Rewrite the passage on Szoboszlai's pressing, everything from "This is an excellent" down to "wide is possible.", changing "cover shadow" to "body position".

**Selected text:**
┄┄┄┄┄┄┄┄┄┄┄┄┄┄┄┄┄┄┄┄
This is an excellent example of his ability to work in a pre-defined system. Salzburg are attempting to stop Lokomotiv Moscow from progressing the ball centrally, forcing them to pass wide, which will be the pressing trigger for them to then try and retrieve possession. Here, Szoboszlai is cutting off the pass to the Lokomotiv player behind him through his cover shadow, while simultaneously discouraging the pass to the player he is immediately marking. The Salzburg attacker is running towards the Lokomotiv centre-back on the ball to force him to pass quickly, and this has created a situation where only a pass out wide is possible.
That is exactly what happens, and Szoboszlai is then able to try and intercept the pass. He is unsuccessful, but continues to press the Lokomotiv wide man, eventually forcing a throw-in, which shows his tenacity and willingness to work out of possession for the benefit of the team.
┄┄┄┄┄┄┄┄┄┄┄┄┄┄┄┄┄┄┄┄
**Material provided:**
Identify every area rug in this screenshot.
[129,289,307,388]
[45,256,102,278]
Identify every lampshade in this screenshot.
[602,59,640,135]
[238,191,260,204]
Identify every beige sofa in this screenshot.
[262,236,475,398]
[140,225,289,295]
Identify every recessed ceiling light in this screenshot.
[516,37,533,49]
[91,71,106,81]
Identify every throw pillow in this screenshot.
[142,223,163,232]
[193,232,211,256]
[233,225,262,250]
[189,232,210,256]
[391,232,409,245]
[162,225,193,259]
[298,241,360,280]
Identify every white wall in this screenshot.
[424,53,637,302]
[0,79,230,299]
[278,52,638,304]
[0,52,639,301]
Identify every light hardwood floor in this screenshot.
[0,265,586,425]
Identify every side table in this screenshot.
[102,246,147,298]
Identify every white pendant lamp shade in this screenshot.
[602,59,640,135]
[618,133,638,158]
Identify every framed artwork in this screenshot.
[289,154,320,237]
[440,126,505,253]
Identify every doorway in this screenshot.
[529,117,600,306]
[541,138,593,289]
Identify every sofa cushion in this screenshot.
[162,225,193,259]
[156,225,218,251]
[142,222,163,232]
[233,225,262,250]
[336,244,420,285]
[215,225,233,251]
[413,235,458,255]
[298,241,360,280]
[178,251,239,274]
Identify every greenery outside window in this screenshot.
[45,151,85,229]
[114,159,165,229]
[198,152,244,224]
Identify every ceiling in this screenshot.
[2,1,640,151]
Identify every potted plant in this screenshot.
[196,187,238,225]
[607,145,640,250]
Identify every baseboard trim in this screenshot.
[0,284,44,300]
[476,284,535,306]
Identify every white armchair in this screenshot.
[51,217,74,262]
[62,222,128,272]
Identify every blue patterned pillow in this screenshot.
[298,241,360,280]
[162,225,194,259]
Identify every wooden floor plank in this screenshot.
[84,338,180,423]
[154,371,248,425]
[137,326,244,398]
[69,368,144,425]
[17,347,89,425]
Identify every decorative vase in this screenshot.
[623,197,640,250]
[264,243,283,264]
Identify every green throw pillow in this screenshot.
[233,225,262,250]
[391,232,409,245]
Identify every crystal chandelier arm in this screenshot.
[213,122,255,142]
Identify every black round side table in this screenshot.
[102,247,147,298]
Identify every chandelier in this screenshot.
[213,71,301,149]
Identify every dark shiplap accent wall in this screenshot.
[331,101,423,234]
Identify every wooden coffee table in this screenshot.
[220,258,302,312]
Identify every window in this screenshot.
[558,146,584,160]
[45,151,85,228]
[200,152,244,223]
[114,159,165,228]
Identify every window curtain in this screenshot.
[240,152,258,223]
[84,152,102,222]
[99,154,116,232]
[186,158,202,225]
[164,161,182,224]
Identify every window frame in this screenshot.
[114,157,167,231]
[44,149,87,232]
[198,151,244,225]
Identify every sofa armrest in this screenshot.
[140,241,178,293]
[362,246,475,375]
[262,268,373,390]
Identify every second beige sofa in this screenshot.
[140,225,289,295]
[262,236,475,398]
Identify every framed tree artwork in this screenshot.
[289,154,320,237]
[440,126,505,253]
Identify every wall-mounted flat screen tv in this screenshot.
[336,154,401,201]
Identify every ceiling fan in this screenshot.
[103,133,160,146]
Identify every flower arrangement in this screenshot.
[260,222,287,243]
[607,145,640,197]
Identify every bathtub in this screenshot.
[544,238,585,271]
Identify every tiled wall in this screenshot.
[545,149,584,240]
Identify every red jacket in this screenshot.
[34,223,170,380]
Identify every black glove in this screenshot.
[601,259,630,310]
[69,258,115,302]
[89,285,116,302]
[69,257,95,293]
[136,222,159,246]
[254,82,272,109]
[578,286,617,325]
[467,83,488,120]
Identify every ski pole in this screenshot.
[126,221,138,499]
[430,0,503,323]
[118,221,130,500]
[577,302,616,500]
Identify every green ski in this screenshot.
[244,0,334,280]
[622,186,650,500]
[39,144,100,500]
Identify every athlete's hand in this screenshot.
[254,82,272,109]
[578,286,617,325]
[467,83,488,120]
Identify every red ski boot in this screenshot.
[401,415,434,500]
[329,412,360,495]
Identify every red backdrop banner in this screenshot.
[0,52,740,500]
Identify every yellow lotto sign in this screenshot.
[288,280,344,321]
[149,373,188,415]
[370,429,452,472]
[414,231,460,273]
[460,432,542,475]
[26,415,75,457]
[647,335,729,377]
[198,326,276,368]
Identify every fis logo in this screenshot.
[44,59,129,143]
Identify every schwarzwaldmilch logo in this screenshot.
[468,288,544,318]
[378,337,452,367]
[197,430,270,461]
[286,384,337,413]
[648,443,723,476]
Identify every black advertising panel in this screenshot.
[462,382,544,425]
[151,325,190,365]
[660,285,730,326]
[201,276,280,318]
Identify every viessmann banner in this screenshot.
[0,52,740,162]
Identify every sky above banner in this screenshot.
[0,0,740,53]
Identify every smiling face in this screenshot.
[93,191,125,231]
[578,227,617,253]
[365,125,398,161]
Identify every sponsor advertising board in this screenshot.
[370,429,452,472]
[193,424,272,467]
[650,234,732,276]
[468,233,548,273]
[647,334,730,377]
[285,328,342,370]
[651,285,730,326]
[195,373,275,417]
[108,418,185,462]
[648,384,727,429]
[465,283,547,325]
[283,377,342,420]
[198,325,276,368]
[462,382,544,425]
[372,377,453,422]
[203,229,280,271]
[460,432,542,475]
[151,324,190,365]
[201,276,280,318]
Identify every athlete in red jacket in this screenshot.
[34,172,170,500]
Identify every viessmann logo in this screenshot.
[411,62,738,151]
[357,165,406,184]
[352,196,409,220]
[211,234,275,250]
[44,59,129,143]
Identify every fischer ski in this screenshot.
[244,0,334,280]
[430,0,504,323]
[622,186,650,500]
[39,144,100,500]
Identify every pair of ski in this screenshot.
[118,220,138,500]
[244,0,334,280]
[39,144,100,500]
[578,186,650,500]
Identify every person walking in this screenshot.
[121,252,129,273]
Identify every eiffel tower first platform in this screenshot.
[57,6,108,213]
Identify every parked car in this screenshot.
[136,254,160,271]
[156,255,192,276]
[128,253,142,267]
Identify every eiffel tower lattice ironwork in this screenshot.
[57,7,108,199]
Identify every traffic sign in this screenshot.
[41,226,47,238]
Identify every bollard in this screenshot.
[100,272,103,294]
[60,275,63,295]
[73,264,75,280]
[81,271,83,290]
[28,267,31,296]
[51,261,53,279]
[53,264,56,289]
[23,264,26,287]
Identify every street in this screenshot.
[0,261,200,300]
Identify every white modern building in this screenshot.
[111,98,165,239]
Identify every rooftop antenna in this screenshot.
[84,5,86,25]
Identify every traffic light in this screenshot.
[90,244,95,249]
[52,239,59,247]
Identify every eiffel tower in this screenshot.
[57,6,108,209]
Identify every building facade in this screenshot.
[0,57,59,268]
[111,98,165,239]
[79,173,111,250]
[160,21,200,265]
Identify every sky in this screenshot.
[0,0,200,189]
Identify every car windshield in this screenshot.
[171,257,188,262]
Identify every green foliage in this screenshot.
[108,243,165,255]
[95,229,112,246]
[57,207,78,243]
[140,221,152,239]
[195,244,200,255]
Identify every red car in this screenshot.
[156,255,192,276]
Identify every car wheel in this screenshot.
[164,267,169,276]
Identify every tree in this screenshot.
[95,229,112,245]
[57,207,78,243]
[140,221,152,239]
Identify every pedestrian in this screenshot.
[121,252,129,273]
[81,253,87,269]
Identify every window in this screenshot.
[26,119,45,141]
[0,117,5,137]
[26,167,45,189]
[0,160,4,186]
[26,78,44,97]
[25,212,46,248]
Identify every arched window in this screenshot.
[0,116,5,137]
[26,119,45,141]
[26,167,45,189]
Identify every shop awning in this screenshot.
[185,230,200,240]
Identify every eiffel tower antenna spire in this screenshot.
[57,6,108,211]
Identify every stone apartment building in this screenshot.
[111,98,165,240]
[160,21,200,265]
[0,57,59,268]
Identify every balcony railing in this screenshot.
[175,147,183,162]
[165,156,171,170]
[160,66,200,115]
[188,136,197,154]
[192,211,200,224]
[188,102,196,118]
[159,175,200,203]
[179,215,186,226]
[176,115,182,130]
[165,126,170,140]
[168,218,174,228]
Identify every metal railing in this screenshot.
┄┄┄┄┄┄┄┄┄┄┄┄┄┄┄┄┄┄┄┄
**Result of the exercise:**
This is an excellent example of his ability to work in a pre-defined system. Salzburg are attempting to stop Lokomotiv Moscow from progressing the ball centrally, forcing them to pass wide, which will be the pressing trigger for them to then try and retrieve possession. Here, Szoboszlai is cutting off the pass to the Lokomotiv player behind him through his body position, while simultaneously discouraging the pass to the player he is immediately marking. The Salzburg attacker is running towards the Lokomotiv centre-back on the ball to force him to pass quickly, and this has created a situation where only a pass out wide is possible.